**EXCERPTED RECORDS**

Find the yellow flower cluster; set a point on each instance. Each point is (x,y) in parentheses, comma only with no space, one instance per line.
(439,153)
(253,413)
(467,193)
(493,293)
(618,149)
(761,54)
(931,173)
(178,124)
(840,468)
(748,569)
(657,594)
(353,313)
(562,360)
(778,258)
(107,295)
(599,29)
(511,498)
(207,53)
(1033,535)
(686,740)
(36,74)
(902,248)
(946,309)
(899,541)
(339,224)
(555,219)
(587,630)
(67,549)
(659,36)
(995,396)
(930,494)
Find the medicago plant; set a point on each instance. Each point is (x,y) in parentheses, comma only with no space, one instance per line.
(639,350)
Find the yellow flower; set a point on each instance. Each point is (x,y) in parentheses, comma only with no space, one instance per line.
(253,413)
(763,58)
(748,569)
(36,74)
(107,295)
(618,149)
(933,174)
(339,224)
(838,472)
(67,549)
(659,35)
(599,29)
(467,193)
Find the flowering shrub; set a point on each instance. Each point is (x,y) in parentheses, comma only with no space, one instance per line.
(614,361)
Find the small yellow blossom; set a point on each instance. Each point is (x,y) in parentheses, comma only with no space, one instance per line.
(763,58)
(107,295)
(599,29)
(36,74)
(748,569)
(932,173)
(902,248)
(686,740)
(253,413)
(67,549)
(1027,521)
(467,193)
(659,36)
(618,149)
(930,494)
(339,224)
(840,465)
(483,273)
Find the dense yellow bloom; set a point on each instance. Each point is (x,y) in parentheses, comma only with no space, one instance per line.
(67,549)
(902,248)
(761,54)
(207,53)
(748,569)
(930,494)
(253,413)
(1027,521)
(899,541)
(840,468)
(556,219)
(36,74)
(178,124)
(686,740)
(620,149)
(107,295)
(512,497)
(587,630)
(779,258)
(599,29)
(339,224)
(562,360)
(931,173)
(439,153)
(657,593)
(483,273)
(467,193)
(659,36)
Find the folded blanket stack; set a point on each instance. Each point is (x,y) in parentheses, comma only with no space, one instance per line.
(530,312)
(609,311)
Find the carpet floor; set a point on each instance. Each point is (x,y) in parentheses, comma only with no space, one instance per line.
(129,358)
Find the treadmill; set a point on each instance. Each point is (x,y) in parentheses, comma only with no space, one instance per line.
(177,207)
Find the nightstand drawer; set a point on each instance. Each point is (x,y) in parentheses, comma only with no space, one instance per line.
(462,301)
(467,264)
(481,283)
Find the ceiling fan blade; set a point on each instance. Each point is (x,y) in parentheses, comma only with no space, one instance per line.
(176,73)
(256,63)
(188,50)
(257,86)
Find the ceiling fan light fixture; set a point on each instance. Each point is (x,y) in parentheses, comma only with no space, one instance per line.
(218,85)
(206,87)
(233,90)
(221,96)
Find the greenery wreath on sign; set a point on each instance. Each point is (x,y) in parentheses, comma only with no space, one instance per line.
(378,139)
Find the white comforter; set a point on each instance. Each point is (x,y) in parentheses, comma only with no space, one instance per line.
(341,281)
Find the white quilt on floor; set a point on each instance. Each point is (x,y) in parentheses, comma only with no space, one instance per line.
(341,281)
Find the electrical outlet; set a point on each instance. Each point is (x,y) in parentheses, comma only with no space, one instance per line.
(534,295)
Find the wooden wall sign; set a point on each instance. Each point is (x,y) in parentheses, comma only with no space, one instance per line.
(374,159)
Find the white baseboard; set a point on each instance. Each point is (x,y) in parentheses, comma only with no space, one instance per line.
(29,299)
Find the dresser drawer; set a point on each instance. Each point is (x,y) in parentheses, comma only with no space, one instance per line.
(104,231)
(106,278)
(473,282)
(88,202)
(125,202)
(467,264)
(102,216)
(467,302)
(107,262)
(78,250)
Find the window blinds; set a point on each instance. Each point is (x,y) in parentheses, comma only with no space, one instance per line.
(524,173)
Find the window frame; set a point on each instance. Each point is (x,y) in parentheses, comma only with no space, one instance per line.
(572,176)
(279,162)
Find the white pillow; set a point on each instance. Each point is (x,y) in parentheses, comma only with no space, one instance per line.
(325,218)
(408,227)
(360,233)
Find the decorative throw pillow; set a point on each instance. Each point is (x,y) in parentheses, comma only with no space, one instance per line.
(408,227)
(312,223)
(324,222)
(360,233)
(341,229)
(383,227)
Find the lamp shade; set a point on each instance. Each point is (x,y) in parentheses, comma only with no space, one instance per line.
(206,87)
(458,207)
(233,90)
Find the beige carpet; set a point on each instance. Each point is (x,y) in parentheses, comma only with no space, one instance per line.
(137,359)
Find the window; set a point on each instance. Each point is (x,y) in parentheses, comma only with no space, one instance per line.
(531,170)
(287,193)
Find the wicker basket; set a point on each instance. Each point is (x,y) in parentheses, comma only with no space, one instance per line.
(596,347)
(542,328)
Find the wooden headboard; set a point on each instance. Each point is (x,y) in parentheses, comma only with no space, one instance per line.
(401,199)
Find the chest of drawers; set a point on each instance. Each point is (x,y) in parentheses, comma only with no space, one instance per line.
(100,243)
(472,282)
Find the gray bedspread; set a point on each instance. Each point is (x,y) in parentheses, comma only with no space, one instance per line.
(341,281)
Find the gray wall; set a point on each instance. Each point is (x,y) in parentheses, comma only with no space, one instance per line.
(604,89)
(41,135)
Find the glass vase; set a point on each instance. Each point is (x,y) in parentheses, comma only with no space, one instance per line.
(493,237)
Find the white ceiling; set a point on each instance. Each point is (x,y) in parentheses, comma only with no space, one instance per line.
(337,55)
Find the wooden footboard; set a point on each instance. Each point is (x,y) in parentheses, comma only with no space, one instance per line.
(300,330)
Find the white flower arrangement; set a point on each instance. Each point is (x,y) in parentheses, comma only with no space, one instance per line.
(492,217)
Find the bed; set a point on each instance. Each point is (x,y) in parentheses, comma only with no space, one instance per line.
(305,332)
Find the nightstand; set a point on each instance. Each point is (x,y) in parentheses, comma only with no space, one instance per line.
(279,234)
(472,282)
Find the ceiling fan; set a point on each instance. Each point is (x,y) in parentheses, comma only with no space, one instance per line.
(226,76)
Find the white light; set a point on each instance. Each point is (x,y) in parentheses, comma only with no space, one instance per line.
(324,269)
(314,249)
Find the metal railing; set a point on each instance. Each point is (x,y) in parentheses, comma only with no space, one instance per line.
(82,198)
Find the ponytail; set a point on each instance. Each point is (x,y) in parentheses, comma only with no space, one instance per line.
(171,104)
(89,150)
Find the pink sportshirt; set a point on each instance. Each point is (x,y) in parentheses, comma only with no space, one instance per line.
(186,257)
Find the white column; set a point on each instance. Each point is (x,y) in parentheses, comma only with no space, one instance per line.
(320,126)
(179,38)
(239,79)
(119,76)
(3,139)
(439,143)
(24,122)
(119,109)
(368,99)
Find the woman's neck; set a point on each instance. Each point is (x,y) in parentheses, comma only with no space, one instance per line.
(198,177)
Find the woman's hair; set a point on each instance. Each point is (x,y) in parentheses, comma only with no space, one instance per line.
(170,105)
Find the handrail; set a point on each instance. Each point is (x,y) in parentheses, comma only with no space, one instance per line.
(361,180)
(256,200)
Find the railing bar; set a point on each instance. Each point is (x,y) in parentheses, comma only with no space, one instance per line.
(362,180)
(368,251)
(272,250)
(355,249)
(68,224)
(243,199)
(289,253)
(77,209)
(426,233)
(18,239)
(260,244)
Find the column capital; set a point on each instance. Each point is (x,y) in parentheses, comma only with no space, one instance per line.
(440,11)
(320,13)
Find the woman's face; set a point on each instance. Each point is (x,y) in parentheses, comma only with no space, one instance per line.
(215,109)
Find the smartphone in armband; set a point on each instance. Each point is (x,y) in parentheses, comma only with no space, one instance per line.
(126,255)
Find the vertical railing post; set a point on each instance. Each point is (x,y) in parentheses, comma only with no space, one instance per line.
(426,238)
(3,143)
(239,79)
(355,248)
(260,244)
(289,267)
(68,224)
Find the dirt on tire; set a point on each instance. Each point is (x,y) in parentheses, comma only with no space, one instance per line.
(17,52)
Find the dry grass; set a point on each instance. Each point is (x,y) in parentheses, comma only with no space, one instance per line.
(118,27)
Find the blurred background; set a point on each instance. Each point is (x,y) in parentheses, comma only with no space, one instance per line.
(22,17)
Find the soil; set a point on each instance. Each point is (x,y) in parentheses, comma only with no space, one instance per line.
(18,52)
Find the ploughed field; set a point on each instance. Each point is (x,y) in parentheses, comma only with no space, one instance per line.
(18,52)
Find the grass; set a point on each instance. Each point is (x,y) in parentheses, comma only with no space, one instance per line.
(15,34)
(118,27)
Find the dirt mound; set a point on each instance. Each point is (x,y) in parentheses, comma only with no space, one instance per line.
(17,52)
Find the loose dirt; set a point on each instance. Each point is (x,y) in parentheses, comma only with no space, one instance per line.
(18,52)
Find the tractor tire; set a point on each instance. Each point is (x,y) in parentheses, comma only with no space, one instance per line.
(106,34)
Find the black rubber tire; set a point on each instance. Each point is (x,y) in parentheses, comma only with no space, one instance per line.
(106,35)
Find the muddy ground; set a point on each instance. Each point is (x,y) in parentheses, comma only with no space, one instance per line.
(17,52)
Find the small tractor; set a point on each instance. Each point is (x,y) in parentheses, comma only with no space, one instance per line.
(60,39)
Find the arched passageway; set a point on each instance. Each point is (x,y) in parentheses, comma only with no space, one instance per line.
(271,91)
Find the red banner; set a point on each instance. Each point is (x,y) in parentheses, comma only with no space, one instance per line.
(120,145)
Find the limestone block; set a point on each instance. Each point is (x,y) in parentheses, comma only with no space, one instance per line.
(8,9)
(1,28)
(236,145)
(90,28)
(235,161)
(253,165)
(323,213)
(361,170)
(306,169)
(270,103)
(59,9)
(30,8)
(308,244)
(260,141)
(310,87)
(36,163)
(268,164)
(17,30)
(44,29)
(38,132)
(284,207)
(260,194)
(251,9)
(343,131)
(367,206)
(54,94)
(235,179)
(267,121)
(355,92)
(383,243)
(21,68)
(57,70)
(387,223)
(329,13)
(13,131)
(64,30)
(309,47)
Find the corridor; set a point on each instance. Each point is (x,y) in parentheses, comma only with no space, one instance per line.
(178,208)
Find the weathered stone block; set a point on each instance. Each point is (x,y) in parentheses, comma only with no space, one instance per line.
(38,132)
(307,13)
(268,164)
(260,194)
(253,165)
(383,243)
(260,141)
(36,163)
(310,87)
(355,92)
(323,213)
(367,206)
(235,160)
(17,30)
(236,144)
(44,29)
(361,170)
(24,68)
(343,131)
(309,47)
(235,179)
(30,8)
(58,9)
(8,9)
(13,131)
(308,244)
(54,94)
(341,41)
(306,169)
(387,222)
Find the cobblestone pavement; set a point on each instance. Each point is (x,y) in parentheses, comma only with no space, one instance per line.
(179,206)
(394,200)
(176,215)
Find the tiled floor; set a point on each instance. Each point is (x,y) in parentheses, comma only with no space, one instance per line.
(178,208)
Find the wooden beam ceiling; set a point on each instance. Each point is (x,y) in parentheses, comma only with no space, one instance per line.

**TASK STATEMENT**
Return the lines from the line containing "Find the corridor;" to the end of the entries above, exactly as they appear and with no other output.

**WRITTEN ANSWER**
Find the corridor; set a point on each instance. Each point is (x,y) in parentheses, comma only with no space, one instance per line.
(178,208)
Find the weathered stone block; set a point on each instance. Each point is (x,y) in parentheses, comma only with no space, one instance per line.
(38,132)
(307,13)
(268,164)
(260,194)
(253,165)
(383,243)
(260,141)
(36,163)
(310,87)
(355,92)
(323,213)
(367,206)
(235,160)
(17,30)
(236,144)
(44,29)
(361,170)
(24,68)
(343,131)
(309,47)
(235,179)
(30,8)
(58,9)
(8,9)
(13,131)
(308,244)
(54,94)
(341,41)
(306,169)
(387,222)
Find the cobblestone pavement; set a point on each instance. Each point is (x,y) in parentheses, comma only with no space, one instance per line.
(179,206)
(394,200)
(176,215)
Find the tiled floor; set a point on each instance. Each point is (x,y) in parentheses, comma only with no space, one instance per line.
(178,208)
Find the wooden beam ceiling; set a point on each instance. Each point is (x,y) in parentheses, comma only with no space, one instance per line.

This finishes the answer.